→ REQUIRED TASKS:
[A] In the bone-break blog post, what questions does Fandango's quoted prompt ask? List all of them.
[B] Answer these questions about the bone-break blog post:
(i) Which bone did the writer fracture?
(ii) On what date did the writer's fateful ride take place?
(iii) About how fast was the writer cruising that morning?

→ EXCERPTED TEXT:
========================
Where the Sidewalk Begins
Every week Fandango over at This, That and the Other posts a provocative question. This week’s question follows on the heels of his unfortunate fall from a ladder. I think the accident probably had a huge influence on this week’s question…
“Have you ever fractured a bone (or bones) that was serious enough to require inpatient hospitalization and a post-operative stay in a rehab facility? What bone(s) did you break? How long did it take in rehab (inpatient or at home) before you were back to “normal”? And did you actually achieve the same level of functionality you had prior to the fracture(s)?“
While I cannot claim to have required hospitalization or a stay in a rehab facility I wanted to participate so this is as close as I’ve come.
The worst bone break I ever suffered was a fracture of the scaphoid bone. Certainly nothing like Fandango’s ladder/hip mishap. There was no hospital stay outside of the lost hours spent waiting in Emergency but there was lots of physiotherapy after to get back to a full range of motion.
It all started on the first day of school. No, I wasn’t going to school. Those days were long behind on this fateful September 3rd. I was out for my morning ride. I’d just purchased a new road/gravel bike a couple of weeks earlier. Before this bike, I’d been a mountain bike guy. I’d taken many a spill on rocky tree-lined trails with nothing more than bruises and scratches to show. These bones were tough as nails!
But as a guy in my early 50’s it was time for something less dangerous…
Now, back to the first day of school. It was 7:30am and I was out for my 15km morning ride along my usual route. On this morning I was cruising along at about 25km/h, and gaining fast on a group of 15 to 20 high school students walking in the dedicated bike path like a herd of cattle who’ve broken through a barbed wire barrier to obliviously congregate on the road.
========================
→ Records from a data collection:
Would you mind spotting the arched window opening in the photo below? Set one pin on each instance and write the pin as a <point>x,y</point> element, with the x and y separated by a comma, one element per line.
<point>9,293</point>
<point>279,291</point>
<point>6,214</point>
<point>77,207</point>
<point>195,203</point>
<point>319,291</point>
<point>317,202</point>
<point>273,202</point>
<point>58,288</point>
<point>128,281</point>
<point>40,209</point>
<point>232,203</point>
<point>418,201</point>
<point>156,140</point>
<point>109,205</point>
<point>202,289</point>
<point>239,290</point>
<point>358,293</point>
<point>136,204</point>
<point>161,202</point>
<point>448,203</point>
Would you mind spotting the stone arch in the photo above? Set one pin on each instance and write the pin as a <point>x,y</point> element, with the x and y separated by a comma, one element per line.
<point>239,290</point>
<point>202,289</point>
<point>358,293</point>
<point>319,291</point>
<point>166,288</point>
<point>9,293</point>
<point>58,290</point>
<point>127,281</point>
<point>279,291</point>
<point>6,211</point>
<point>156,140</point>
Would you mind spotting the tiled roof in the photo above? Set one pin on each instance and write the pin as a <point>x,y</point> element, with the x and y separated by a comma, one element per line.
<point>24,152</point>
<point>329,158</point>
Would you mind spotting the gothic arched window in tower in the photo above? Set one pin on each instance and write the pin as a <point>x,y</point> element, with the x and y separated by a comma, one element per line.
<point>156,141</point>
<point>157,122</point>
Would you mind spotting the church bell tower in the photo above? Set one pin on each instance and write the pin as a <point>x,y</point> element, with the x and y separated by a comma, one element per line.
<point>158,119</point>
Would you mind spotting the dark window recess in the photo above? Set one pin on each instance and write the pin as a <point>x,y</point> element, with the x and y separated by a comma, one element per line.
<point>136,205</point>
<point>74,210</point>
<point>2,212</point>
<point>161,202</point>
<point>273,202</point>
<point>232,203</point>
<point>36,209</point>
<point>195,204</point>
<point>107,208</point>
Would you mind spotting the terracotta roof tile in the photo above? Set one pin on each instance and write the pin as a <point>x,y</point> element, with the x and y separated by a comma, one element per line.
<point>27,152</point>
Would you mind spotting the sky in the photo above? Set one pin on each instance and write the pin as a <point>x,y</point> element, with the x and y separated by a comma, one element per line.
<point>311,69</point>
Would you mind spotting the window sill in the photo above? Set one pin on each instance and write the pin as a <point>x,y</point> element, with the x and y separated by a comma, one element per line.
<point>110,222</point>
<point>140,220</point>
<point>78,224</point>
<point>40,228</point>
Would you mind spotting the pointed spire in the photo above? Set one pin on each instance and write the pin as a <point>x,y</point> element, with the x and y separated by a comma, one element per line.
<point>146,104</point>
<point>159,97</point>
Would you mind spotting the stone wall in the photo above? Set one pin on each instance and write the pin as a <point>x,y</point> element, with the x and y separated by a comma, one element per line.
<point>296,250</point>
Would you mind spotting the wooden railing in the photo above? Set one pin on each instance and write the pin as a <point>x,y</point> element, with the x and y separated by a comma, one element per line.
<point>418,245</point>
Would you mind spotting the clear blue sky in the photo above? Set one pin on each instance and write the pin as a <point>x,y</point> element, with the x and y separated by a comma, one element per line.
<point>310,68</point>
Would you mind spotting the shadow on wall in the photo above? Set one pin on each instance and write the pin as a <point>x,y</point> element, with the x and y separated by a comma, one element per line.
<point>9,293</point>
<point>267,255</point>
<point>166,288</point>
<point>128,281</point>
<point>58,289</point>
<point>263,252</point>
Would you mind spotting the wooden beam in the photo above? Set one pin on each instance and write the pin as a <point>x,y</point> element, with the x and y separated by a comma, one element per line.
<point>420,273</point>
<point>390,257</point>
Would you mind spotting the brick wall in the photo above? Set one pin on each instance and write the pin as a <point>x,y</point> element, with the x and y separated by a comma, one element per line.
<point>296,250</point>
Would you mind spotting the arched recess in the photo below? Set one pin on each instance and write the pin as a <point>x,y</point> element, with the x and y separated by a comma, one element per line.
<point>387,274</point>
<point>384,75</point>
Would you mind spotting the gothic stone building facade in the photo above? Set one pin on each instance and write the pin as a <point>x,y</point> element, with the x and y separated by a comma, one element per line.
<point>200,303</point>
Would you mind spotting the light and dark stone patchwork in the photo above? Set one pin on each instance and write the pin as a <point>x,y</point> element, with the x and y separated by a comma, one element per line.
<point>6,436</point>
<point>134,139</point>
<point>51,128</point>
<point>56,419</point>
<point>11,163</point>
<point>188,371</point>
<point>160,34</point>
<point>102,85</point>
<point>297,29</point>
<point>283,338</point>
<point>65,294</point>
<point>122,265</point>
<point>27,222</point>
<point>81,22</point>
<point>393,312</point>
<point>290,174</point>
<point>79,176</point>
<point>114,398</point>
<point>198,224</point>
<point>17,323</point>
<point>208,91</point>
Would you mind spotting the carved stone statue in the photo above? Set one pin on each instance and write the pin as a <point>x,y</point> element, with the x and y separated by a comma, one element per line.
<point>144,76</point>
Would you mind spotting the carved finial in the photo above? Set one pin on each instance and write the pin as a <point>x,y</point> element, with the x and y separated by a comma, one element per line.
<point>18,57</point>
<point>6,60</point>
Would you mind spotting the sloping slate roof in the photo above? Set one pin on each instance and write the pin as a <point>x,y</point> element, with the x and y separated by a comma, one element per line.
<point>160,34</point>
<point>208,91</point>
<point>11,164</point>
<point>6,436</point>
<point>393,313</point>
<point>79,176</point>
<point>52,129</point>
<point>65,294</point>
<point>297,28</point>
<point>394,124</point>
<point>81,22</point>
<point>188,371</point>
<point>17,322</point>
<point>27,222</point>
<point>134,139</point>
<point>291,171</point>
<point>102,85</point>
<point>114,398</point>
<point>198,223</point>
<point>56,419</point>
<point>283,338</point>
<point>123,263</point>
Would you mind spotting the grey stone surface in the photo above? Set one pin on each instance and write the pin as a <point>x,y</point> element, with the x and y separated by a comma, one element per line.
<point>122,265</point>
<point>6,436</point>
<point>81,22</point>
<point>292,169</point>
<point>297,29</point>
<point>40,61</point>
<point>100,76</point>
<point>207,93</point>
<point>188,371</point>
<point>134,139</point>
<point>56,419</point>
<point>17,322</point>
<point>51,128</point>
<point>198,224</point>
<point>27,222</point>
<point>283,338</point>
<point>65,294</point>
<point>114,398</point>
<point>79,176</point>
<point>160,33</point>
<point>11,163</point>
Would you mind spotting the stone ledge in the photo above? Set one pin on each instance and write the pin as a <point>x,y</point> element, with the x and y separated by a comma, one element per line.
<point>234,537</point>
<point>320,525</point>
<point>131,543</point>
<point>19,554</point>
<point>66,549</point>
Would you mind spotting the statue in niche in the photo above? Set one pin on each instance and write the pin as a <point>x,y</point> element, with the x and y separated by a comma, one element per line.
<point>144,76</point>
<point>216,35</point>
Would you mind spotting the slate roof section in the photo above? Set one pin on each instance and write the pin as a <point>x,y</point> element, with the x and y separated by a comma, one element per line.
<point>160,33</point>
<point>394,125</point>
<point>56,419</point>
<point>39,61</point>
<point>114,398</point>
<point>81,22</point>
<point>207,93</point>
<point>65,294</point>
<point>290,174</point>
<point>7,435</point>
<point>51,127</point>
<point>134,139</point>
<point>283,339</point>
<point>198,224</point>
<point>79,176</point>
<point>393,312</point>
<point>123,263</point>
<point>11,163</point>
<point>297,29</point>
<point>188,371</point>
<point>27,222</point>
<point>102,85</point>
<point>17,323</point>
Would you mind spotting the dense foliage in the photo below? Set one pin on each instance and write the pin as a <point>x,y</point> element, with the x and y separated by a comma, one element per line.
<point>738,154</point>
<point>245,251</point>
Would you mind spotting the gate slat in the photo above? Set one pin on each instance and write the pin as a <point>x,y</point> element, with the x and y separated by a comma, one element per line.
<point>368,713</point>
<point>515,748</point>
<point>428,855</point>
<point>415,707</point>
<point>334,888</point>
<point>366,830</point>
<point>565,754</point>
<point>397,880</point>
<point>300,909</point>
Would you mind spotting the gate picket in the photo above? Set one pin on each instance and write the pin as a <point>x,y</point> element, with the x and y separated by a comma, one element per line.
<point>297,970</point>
========================
→ ACTIVITY ANSWERS:
[A]
- Have you ever fractured a bone (or bones) that was serious enough to require inpatient hospitalization and a post-operative stay in a rehab facility?
- What bone(s) did you break?
- How long did it take in rehab (inpatient or at home) before you were back to "normal"?
- And did you actually achieve the same level of functionality you had prior to the fracture(s)?

[B]
(i) The scaphoid bone
(ii) September 3rd
(iii) About 25km/h